**Requirement**
Write each line word for word, from the line that contains "the black garbage" through the last line of the material below.

**Supplied data**
####
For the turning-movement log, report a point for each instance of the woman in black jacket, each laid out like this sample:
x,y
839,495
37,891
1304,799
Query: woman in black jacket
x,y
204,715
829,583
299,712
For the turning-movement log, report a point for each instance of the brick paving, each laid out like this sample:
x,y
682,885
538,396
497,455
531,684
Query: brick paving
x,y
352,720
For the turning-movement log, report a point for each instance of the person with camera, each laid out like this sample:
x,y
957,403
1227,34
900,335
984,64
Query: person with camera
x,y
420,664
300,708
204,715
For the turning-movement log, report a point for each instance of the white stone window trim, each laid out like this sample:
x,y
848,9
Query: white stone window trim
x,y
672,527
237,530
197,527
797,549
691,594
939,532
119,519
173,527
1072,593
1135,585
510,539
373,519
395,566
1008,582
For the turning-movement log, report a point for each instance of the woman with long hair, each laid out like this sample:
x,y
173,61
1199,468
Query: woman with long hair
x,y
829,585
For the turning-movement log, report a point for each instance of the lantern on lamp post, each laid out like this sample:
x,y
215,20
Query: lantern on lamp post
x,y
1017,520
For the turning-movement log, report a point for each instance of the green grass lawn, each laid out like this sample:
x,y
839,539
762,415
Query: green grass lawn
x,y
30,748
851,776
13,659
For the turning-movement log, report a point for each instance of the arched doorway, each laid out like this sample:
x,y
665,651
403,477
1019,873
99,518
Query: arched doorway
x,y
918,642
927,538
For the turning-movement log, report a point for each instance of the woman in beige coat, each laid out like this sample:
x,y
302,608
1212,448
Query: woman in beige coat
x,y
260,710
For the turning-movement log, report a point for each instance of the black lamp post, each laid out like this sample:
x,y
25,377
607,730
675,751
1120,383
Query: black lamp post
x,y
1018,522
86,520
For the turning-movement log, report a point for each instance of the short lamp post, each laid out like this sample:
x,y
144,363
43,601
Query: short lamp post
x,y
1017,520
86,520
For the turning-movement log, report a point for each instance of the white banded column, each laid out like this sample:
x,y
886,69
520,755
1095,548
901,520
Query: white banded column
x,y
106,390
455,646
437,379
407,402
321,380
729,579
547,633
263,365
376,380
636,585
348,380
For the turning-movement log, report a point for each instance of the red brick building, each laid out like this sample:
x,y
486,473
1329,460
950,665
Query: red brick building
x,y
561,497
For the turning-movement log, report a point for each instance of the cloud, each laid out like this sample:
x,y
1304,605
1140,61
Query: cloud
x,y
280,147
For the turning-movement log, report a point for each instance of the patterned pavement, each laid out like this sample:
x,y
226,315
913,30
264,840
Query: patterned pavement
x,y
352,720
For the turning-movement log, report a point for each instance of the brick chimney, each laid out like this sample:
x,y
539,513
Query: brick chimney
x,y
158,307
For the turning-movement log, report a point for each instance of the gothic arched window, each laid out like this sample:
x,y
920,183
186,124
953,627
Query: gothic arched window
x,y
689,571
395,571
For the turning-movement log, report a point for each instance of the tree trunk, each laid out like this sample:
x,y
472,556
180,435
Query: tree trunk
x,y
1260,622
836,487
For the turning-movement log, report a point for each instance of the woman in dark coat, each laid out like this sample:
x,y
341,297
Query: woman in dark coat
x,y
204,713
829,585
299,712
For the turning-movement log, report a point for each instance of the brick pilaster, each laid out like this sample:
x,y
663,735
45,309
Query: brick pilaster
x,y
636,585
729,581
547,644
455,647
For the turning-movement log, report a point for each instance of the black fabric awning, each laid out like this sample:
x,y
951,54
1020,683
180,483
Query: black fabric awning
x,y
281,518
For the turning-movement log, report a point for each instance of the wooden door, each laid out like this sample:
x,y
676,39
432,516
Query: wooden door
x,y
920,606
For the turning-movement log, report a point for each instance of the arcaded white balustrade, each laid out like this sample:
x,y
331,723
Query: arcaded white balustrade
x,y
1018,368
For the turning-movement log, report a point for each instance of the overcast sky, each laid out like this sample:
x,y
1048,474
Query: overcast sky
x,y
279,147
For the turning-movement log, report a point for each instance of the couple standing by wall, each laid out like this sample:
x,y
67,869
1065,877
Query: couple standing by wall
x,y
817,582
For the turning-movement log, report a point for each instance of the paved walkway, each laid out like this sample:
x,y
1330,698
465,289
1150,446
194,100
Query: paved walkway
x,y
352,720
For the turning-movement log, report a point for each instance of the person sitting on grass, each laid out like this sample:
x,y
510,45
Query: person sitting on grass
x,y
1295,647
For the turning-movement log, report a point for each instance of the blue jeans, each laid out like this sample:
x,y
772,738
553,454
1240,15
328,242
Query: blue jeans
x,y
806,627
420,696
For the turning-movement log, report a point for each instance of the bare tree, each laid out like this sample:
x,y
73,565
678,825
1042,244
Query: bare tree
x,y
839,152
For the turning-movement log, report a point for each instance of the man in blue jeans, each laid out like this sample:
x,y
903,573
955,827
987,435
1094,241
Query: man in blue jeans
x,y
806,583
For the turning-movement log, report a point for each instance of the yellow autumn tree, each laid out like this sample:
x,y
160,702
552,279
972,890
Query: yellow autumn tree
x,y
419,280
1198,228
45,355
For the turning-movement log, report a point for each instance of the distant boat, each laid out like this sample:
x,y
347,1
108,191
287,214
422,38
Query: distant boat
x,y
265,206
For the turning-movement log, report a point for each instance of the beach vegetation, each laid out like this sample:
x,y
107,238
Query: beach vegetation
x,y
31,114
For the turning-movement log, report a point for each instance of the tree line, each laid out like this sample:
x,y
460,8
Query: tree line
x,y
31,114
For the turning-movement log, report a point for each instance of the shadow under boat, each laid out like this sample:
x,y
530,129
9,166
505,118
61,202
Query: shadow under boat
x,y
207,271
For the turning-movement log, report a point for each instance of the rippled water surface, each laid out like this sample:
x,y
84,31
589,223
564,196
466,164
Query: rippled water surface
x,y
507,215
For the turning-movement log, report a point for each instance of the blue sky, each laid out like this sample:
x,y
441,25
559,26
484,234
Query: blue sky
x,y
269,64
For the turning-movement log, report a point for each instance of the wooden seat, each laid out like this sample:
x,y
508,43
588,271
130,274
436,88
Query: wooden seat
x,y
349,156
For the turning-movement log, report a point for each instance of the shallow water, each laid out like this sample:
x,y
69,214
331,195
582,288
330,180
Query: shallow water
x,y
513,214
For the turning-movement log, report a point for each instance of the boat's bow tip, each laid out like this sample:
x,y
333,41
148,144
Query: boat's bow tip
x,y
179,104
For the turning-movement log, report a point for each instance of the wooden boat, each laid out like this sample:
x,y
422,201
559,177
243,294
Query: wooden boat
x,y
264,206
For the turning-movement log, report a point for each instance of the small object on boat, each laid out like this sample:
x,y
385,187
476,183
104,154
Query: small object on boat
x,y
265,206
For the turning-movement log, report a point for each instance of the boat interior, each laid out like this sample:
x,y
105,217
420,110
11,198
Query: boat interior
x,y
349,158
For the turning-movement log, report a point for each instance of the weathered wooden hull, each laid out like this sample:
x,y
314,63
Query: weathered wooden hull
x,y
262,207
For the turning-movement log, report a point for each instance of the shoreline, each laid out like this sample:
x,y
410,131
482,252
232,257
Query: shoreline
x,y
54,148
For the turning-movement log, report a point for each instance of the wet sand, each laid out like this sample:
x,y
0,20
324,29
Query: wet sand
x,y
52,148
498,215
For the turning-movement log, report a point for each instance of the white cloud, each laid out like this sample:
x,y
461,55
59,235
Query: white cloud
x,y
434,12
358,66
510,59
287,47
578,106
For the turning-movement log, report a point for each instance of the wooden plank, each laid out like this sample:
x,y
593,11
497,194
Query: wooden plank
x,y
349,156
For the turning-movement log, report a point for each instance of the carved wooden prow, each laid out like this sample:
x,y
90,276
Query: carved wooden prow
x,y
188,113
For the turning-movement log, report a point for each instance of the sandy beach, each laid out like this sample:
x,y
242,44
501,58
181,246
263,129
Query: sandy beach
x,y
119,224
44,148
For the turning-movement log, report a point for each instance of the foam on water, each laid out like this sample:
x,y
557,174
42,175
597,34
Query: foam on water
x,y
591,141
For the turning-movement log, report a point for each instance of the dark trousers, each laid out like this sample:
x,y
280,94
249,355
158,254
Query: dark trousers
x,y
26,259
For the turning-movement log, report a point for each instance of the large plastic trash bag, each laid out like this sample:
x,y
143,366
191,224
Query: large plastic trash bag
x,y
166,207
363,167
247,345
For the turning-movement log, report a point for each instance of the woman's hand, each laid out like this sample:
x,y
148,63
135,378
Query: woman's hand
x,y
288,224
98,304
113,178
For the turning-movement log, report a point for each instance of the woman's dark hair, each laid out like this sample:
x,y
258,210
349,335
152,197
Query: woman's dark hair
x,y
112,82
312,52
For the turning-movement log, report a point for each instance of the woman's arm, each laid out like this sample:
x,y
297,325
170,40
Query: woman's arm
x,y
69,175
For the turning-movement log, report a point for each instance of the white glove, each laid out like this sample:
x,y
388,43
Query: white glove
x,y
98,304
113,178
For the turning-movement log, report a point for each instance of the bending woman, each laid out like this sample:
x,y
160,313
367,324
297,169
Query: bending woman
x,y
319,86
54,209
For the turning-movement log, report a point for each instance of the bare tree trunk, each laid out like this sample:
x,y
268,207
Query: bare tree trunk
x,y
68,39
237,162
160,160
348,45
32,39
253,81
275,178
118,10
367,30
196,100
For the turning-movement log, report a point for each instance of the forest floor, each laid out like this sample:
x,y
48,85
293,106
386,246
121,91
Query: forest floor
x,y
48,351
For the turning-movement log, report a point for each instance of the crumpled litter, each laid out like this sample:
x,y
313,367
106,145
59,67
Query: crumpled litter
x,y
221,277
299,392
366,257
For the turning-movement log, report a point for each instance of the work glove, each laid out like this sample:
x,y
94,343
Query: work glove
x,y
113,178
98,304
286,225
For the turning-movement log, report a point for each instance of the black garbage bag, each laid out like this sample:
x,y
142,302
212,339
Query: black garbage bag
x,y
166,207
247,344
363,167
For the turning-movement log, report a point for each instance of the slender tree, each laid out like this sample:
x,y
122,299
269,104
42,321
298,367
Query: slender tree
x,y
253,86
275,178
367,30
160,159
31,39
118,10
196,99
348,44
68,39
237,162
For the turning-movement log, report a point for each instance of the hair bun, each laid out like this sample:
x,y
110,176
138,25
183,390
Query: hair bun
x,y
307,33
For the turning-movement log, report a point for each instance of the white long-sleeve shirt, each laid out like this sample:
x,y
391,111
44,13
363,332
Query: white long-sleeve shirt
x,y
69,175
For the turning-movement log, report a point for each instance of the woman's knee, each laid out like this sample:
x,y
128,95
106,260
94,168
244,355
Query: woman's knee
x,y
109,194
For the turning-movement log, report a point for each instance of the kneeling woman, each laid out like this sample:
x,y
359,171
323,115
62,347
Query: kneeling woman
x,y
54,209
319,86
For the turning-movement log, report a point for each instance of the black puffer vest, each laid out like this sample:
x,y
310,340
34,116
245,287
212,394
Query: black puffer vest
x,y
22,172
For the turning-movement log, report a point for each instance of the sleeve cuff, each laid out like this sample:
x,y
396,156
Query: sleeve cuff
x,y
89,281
####
**The response**
For the turning-movement log, report a point for each instance of the black garbage bag, each laid out like this sample:
x,y
142,302
212,339
Query: black garbage bag
x,y
166,207
247,344
363,167
For the turning-movement log, report a point for each instance of the slender tree, each laid out like this sample:
x,y
122,299
269,104
42,321
298,367
Query: slender tree
x,y
253,86
275,178
367,30
160,159
31,39
118,10
196,99
348,44
68,39
237,162
For the turning-movement log, report a point for each instance of the hair bun, each laid out like this sample:
x,y
110,176
138,25
183,390
Query: hair bun
x,y
307,33
For the turning-movement log, report a point for each instance of the white long-sleeve shirt, each laid out like this sample:
x,y
391,111
44,13
363,332
Query: white long-sleeve shirt
x,y
69,175
For the turning-movement log, report a point for each instance of the woman's knee, each laid out like this sample:
x,y
128,95
106,260
94,168
244,355
Query: woman's knee
x,y
109,194
For the turning-movement log, report a point for each instance of the kneeling woman, each laid out like this sample:
x,y
359,171
323,115
62,347
Query: kneeling woman
x,y
54,209
319,86
For the turning-movement log, report a point for each instance of the black puffer vest, each laid out like this sample:
x,y
310,340
34,116
245,287
212,394
Query: black puffer vest
x,y
22,172
For the turning-movement log, report a point for each instance of the sleeve cuff, each laid out like this sample:
x,y
396,156
Query: sleeve cuff
x,y
89,281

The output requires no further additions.